▶ _WHAT YOU HAVE TO DO_
Across the entries below, work out how many lines contain "champions". Please give the number only.

▶ _MATERIAL SUPPLIED_
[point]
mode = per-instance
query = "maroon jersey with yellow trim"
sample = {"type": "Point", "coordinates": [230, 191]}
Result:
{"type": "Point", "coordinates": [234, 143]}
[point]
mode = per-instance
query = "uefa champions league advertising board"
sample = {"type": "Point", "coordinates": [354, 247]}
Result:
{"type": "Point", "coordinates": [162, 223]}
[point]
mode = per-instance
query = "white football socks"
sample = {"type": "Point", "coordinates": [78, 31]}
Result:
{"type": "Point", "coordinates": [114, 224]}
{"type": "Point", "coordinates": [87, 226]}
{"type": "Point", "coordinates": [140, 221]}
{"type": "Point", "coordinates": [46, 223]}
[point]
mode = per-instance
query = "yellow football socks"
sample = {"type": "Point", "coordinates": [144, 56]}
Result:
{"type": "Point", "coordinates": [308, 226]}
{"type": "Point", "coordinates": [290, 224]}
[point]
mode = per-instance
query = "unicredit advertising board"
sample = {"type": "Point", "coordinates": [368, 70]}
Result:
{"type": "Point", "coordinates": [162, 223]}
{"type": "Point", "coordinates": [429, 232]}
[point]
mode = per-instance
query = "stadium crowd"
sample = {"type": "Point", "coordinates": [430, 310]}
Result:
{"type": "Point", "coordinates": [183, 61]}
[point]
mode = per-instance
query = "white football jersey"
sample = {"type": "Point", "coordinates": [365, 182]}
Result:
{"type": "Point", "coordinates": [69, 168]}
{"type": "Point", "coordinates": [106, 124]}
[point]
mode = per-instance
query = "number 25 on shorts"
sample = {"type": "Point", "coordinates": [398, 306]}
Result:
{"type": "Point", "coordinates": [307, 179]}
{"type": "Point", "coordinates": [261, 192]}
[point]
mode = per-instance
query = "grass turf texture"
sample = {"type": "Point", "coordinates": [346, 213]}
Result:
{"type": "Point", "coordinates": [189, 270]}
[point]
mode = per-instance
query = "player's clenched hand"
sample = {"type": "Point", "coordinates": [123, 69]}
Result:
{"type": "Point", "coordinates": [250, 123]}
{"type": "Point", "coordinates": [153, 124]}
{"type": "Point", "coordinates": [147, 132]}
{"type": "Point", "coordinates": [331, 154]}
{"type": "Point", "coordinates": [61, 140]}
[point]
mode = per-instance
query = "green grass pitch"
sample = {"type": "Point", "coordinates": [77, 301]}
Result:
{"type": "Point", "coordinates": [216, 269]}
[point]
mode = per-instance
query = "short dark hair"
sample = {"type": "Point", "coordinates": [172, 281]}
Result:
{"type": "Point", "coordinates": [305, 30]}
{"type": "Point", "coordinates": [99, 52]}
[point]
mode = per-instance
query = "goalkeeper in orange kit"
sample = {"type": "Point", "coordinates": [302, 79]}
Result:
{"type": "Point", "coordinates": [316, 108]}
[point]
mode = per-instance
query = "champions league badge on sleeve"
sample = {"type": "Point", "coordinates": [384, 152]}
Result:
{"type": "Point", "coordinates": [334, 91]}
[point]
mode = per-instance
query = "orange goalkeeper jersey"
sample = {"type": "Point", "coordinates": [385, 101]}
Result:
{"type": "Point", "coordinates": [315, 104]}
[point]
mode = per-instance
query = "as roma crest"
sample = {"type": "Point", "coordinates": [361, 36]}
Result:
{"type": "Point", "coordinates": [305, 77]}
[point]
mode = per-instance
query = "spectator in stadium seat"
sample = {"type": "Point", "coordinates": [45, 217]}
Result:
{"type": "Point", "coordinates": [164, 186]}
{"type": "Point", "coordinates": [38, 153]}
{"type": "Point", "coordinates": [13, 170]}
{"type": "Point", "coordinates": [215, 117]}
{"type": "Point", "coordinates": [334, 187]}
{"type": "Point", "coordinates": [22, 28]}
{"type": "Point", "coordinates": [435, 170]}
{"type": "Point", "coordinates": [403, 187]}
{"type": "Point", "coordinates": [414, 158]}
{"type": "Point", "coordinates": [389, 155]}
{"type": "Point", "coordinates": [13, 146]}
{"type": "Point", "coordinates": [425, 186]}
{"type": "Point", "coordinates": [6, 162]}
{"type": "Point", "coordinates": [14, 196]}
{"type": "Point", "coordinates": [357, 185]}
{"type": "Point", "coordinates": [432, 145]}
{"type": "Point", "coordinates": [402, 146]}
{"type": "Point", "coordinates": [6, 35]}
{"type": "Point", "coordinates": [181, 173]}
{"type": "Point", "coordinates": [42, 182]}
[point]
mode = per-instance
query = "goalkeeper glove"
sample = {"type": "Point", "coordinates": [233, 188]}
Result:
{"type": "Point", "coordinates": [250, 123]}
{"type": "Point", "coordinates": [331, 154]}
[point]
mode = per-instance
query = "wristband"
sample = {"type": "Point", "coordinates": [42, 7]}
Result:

--

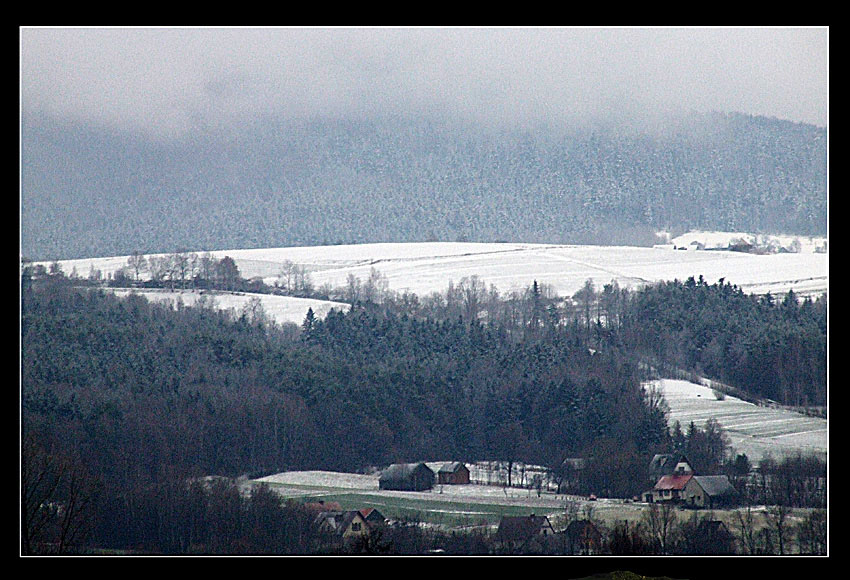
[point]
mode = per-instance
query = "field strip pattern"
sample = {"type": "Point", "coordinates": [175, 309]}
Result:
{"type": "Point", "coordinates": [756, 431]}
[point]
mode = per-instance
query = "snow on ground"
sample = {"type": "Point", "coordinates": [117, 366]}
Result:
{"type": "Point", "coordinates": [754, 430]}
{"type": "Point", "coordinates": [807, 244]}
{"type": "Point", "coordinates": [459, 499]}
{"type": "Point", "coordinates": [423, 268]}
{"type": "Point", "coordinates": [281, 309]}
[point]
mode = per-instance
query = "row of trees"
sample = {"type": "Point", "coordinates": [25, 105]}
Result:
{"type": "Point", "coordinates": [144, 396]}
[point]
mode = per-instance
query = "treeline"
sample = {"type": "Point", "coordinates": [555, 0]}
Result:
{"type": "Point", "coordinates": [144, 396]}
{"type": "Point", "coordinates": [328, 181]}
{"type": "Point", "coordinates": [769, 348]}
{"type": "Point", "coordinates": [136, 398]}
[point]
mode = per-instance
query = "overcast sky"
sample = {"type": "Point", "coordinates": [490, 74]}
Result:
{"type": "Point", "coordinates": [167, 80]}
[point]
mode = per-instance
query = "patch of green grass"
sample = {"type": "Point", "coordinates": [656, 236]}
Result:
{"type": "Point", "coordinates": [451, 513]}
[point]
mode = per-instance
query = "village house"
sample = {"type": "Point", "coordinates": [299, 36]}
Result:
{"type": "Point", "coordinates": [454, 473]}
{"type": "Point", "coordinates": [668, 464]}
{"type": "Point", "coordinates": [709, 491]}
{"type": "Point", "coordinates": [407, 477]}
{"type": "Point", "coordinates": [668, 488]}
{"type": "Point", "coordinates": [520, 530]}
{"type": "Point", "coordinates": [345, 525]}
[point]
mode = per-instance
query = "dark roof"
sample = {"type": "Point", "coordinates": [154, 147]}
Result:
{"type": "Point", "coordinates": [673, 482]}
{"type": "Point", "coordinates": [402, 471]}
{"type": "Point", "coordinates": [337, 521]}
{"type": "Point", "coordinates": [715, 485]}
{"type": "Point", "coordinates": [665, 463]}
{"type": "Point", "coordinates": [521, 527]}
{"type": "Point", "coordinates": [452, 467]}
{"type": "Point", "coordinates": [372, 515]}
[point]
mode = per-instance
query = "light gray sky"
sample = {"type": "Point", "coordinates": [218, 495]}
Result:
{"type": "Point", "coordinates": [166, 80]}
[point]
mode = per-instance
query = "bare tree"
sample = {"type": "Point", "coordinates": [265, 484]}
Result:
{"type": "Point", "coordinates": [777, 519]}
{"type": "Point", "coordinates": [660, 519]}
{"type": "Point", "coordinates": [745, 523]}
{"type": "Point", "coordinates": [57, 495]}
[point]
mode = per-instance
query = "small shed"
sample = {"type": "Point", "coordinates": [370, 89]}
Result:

---

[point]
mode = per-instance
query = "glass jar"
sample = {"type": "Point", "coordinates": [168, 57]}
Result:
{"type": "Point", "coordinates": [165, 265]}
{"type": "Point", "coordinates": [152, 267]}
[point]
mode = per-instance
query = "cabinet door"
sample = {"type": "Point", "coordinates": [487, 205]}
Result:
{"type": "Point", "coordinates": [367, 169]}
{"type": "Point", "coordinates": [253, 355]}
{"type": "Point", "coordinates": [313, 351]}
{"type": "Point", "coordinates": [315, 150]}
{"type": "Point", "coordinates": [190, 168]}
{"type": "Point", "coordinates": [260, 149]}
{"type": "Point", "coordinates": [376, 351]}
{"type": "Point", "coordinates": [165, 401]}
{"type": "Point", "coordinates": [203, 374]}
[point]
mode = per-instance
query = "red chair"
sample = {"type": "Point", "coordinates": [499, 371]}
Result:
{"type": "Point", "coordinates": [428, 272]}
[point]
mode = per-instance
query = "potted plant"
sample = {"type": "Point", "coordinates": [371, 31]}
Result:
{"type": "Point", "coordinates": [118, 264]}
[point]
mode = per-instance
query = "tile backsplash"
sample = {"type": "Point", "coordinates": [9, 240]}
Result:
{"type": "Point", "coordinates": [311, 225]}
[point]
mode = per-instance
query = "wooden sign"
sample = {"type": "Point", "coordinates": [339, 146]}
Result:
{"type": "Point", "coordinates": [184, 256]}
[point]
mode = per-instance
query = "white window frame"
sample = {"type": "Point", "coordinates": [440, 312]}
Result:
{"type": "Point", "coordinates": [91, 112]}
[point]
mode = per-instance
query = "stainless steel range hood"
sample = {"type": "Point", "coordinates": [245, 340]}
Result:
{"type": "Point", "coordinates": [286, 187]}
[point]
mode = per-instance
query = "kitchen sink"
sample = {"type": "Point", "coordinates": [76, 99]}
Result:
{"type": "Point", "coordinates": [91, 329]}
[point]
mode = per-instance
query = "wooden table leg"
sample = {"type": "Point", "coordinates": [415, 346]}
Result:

▶ _EXERCISE ANSWER_
2